WHAT TO DO
Change every "spectator" in the material below to "fan", and reproduce all other lines unchanged.

─── SUPPLIED MATERIAL

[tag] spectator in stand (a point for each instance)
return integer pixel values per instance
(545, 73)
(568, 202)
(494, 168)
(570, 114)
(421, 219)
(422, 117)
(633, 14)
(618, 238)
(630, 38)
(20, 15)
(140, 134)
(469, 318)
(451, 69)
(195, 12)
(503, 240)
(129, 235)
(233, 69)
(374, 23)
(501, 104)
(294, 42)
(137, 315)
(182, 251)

──────

THE ANSWER
[tag] fan in stand (a point for each instance)
return integer pixel values per instance
(545, 73)
(568, 202)
(494, 168)
(570, 114)
(421, 219)
(422, 117)
(633, 14)
(618, 238)
(630, 38)
(20, 15)
(140, 134)
(469, 318)
(451, 69)
(195, 12)
(503, 240)
(129, 235)
(233, 69)
(374, 23)
(501, 104)
(294, 42)
(137, 315)
(182, 251)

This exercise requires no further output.